[What you should do]: When you reach the line containing "det: black banner", begin reproducing the material exactly, stop after the line containing "det: woman wearing headscarf", and leave out any pictures along the way.

[Task material]:
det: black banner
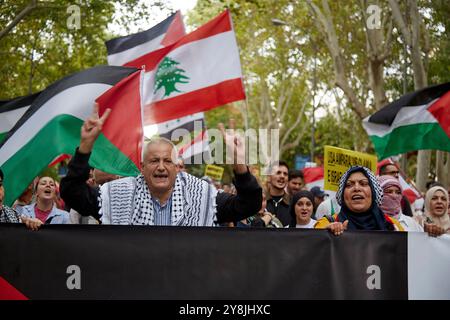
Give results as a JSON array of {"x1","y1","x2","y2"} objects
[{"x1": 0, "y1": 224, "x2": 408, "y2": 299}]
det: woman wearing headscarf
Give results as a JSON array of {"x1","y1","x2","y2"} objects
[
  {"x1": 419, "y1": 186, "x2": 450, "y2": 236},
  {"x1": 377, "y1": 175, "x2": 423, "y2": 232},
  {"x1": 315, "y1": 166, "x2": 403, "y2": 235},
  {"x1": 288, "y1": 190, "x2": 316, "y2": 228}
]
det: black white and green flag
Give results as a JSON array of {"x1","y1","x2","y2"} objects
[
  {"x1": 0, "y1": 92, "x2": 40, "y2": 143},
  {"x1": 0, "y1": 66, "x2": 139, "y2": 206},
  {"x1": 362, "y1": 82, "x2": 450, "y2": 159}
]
...
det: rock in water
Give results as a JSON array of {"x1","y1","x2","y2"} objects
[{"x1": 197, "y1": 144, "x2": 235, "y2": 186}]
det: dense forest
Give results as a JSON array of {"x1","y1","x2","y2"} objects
---
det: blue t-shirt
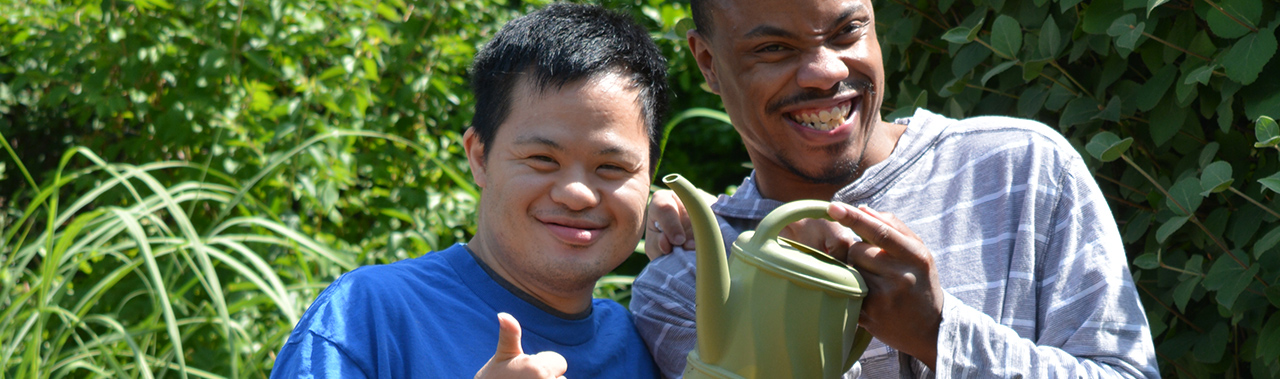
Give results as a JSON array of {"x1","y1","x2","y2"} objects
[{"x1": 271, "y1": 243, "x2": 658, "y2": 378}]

[Task solution]:
det: black banner
Give results as a JSON array of {"x1","y1","x2","y2"} objects
[{"x1": 0, "y1": 224, "x2": 408, "y2": 299}]
det: woman wearing headscarf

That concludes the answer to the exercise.